→ What to produce
Switch every "integer pixels" in the records below to "whole-number pixels" and keep everything else unchanged.

(Entries from a pointing dataset)
----------------------------------------
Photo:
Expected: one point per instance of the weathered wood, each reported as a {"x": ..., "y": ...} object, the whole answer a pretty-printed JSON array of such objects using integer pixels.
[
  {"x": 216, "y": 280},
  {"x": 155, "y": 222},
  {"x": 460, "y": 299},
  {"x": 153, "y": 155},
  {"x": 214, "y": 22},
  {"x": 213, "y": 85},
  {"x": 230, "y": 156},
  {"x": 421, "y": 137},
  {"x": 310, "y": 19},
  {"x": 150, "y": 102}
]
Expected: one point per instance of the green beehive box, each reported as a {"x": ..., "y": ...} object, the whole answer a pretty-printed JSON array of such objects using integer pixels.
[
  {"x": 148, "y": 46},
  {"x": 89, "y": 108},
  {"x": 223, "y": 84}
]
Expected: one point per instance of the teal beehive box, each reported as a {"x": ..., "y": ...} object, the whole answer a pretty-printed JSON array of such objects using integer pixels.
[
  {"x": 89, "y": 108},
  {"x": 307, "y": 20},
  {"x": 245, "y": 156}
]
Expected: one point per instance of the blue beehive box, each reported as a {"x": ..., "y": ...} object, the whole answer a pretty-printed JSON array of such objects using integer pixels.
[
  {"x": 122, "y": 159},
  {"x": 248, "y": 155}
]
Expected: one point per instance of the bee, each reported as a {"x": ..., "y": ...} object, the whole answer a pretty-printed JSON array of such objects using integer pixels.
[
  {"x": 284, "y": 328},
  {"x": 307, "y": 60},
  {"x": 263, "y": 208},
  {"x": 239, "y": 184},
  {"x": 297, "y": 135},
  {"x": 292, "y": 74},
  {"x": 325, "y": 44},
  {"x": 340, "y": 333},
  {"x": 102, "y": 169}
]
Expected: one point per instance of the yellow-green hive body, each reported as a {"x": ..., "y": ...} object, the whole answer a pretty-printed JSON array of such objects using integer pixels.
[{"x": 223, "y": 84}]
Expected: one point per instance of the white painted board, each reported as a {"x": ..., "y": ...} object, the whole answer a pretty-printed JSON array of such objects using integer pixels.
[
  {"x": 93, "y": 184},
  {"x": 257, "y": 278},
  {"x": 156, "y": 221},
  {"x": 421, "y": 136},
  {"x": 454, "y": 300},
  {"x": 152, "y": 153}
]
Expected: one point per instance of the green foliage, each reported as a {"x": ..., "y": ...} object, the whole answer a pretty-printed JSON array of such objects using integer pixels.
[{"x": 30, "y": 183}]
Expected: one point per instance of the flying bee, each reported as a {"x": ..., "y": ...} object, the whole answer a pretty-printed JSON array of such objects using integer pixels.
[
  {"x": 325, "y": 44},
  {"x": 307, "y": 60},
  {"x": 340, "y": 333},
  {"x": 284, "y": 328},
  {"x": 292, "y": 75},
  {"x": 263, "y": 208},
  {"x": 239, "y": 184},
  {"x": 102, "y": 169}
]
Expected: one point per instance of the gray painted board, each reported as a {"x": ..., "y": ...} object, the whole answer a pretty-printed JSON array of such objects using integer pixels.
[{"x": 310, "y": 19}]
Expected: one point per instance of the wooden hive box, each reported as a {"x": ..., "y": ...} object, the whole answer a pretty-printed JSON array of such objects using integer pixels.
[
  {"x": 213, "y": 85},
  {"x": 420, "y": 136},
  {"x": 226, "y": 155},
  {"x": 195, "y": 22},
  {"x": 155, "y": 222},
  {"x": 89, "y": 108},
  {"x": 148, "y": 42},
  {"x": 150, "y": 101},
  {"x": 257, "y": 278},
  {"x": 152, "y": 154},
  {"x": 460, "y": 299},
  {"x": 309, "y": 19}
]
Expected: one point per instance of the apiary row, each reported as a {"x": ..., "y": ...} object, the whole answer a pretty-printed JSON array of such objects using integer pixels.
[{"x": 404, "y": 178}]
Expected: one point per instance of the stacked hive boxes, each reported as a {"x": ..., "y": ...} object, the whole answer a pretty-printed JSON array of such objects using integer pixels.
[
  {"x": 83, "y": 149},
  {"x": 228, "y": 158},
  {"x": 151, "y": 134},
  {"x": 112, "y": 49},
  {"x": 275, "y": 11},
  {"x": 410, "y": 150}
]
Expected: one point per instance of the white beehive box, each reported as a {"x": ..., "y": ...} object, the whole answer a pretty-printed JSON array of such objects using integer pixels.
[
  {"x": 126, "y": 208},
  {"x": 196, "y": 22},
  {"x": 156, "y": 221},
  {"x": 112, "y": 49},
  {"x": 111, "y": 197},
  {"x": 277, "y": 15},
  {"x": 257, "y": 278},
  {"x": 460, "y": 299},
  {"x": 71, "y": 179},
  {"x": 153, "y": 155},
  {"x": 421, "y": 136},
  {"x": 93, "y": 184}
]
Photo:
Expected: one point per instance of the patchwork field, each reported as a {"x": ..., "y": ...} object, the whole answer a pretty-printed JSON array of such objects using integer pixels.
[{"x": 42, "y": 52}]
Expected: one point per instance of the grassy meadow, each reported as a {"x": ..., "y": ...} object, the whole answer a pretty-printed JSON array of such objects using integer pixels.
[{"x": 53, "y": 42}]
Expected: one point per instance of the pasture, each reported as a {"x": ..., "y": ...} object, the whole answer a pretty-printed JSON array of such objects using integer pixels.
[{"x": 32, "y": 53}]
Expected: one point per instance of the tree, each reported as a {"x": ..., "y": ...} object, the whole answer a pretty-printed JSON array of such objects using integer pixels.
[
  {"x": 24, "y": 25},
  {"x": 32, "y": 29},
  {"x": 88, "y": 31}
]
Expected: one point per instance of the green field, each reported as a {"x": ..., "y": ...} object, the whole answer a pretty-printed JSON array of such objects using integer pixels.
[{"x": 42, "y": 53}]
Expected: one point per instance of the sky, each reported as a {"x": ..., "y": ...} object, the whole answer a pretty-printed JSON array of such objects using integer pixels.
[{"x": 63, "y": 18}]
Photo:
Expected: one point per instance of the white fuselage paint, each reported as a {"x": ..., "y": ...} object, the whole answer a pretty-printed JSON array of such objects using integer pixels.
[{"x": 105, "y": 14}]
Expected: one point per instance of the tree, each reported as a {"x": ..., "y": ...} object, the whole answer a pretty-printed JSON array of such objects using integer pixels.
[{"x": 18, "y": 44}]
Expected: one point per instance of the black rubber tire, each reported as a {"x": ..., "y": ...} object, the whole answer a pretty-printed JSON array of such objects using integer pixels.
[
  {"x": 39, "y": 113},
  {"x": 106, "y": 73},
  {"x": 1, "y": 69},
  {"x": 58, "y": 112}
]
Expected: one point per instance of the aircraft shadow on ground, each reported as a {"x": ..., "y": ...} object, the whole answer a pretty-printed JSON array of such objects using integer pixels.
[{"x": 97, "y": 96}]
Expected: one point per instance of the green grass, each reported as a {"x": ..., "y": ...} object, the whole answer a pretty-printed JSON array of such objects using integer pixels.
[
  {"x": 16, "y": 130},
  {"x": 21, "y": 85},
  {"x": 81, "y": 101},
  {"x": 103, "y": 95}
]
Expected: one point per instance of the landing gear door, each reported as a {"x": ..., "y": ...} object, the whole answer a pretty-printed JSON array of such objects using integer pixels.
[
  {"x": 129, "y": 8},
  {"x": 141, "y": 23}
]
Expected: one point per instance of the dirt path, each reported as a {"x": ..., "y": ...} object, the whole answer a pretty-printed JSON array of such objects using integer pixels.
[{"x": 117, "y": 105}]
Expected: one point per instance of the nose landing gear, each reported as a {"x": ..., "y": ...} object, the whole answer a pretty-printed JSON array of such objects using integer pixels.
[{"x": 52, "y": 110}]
----------------------------------------
→ Output of the task
Photo:
Expected: one point per instance of the weathered wood, each reported as a {"x": ..., "y": ...} object, the whole answer a pretty-printed JSON array of such objects using whole-number pixels.
[
  {"x": 216, "y": 280},
  {"x": 155, "y": 222},
  {"x": 460, "y": 299},
  {"x": 153, "y": 155},
  {"x": 214, "y": 22},
  {"x": 213, "y": 85},
  {"x": 230, "y": 156},
  {"x": 421, "y": 137},
  {"x": 310, "y": 19},
  {"x": 150, "y": 102}
]
Expected: one point per instance of the green beehive box, each reported as a {"x": ..., "y": ...} object, the whole answer a pretty-printed JSON array of such objects using whole-number pixels.
[
  {"x": 148, "y": 46},
  {"x": 89, "y": 108},
  {"x": 223, "y": 84}
]
Expected: one point per instance of the teal beehive box, each reported as a {"x": ..., "y": ...} object, the whole answer a pretty-printed JSON array of such objects using whole-number pixels.
[
  {"x": 89, "y": 108},
  {"x": 307, "y": 20},
  {"x": 245, "y": 156}
]
Expected: one point per instance of the blue beehive box, each reported as a {"x": ..., "y": ...} object, the whole answer a pretty-printed JSON array of such objects using whole-number pixels.
[
  {"x": 122, "y": 159},
  {"x": 248, "y": 155}
]
Expected: one point per instance of the bee, each reported as a {"x": ..., "y": ...} object, the whole answer a pretty-printed JSON array of such objects using whole-number pixels.
[
  {"x": 284, "y": 328},
  {"x": 307, "y": 60},
  {"x": 263, "y": 208},
  {"x": 239, "y": 184},
  {"x": 297, "y": 135},
  {"x": 292, "y": 74},
  {"x": 325, "y": 44},
  {"x": 340, "y": 333},
  {"x": 102, "y": 169}
]
Expected: one point per instance of the yellow-green hive body, each reported as a {"x": ..., "y": ...} object, the whole answer a pretty-printed JSON array of such objects using whole-number pixels.
[{"x": 223, "y": 84}]
Expected: one point per instance of the white painted board, each reported as a {"x": ..., "y": ...} object, the whole answer a pretty-printed JSON array of such objects using whole-number pixels.
[
  {"x": 93, "y": 184},
  {"x": 257, "y": 278},
  {"x": 156, "y": 221},
  {"x": 421, "y": 136},
  {"x": 454, "y": 300},
  {"x": 152, "y": 153}
]
Expected: one point per instance of the green foliage, each reported as a {"x": ..., "y": ...} object, the whole answer a pretty-printed JSON array of such objects using whole-number pixels.
[{"x": 30, "y": 183}]
Expected: one point per instance of the flying bee, each reported as a {"x": ..., "y": ...} object, the whole answer a pretty-printed JSON array of such objects using whole-number pixels.
[
  {"x": 325, "y": 44},
  {"x": 307, "y": 60},
  {"x": 340, "y": 333},
  {"x": 284, "y": 328},
  {"x": 292, "y": 75},
  {"x": 263, "y": 208},
  {"x": 239, "y": 184},
  {"x": 102, "y": 169}
]
Expected: one point per instance of the gray painted board, each reported as a {"x": ..., "y": ...} object, the whole answer a pretty-printed JSON array of such objects using whole-number pixels.
[{"x": 310, "y": 19}]
Expected: one point per instance of the wooden hive box, each reported as a {"x": ..., "y": ...} object, the whole answer a pretty-printed JSON array of such objects using whole-number pixels.
[
  {"x": 213, "y": 85},
  {"x": 420, "y": 136},
  {"x": 226, "y": 155},
  {"x": 195, "y": 22},
  {"x": 155, "y": 222},
  {"x": 89, "y": 108},
  {"x": 148, "y": 42},
  {"x": 150, "y": 101},
  {"x": 257, "y": 278},
  {"x": 152, "y": 154},
  {"x": 460, "y": 299},
  {"x": 309, "y": 19}
]
Expected: one point per instance of the apiary row, each reported as a {"x": ..., "y": ...} object, the whole answer a pretty-printed JSON array of such objects using whole-number pixels.
[{"x": 404, "y": 178}]
Expected: one point per instance of the stacked hive boxes, each reported as a {"x": ..., "y": ...} object, the whole answer a pretty-printed JSON array of such objects using whole-number pixels.
[
  {"x": 83, "y": 149},
  {"x": 228, "y": 158},
  {"x": 151, "y": 134},
  {"x": 112, "y": 49},
  {"x": 275, "y": 11},
  {"x": 410, "y": 150}
]
Expected: one point per instance of the white beehive box, each reported as a {"x": ..., "y": ...} object, the whole answer a pretty-printed JSON array of such objects using whole-number pixels.
[
  {"x": 126, "y": 208},
  {"x": 196, "y": 22},
  {"x": 156, "y": 221},
  {"x": 112, "y": 49},
  {"x": 111, "y": 197},
  {"x": 277, "y": 15},
  {"x": 257, "y": 278},
  {"x": 460, "y": 299},
  {"x": 71, "y": 179},
  {"x": 153, "y": 155},
  {"x": 421, "y": 136},
  {"x": 93, "y": 184}
]
Photo:
Expected: one point per instance of the patchwork field, each reported as a {"x": ..., "y": ...} object, the whole answer a pretty-printed JSON array of such objects using whole-number pixels.
[{"x": 42, "y": 52}]
Expected: one point per instance of the grassy meadow, each reported as a {"x": ..., "y": ...} object, the whole answer a pretty-printed JSON array of such objects using whole-number pixels.
[{"x": 53, "y": 42}]
Expected: one point per instance of the pasture, each reported as a {"x": ..., "y": ...} object, the whole answer a pretty-printed JSON array of such objects using whole-number pixels.
[{"x": 32, "y": 53}]
Expected: one point per instance of the tree, each reported as a {"x": ..., "y": ...} object, the whole answer a pretty-printed JSON array of such objects using whole-number pixels.
[
  {"x": 24, "y": 25},
  {"x": 32, "y": 29},
  {"x": 88, "y": 31}
]
Expected: one point per instance of the green field, each reported as a {"x": ..., "y": ...} object, the whole answer a pretty-printed JSON array of such objects using whole-number pixels.
[{"x": 42, "y": 53}]
Expected: one point per instance of the sky, each reported as a {"x": ..., "y": ...} object, the whole answer a pretty-printed JSON array of such objects using whole-number pixels.
[{"x": 63, "y": 18}]
Photo:
Expected: one point per instance of the white fuselage paint, each reported as a {"x": ..., "y": ...} object, the whole answer a pretty-printed JSON array of such objects using whole-number pixels.
[{"x": 105, "y": 14}]
Expected: one point per instance of the tree, each reported as a {"x": ..., "y": ...} object, the whole answer a pretty-printed JSON array of such objects using whole-number pixels.
[{"x": 18, "y": 44}]
Expected: one point per instance of the black rubber tire, each reported as a {"x": ..., "y": ...} object, the whole answer a pretty-printed JSON array of such objects using whole-number pixels.
[
  {"x": 39, "y": 113},
  {"x": 106, "y": 73},
  {"x": 1, "y": 69},
  {"x": 58, "y": 112}
]
Expected: one point per instance of the aircraft shadow on ground, each reported as a {"x": ..., "y": ...} object, the whole answer a pretty-printed JSON array of such objects using whole-number pixels.
[{"x": 97, "y": 96}]
Expected: one point per instance of the green grass, each reported as a {"x": ..., "y": ...} object, the whole answer a pretty-printed JSON array of such objects using whole-number pixels.
[
  {"x": 16, "y": 130},
  {"x": 21, "y": 85},
  {"x": 81, "y": 101},
  {"x": 103, "y": 95}
]
Expected: one point per instance of the landing gear door, each reported as a {"x": ..., "y": ...} object, the whole answer a pretty-printed JSON array of such objects using whole-number pixels.
[
  {"x": 129, "y": 8},
  {"x": 141, "y": 23}
]
Expected: one point per instance of the dirt path, each reported as a {"x": ..., "y": ...} object, the whole answer a pretty-printed JSON array of such objects using whole-number pixels.
[{"x": 117, "y": 105}]
Expected: one point per instance of the nose landing gear, each reported as a {"x": ..., "y": ...} object, the whole answer a pretty-printed JSON array of such objects using whole-number pixels.
[{"x": 52, "y": 110}]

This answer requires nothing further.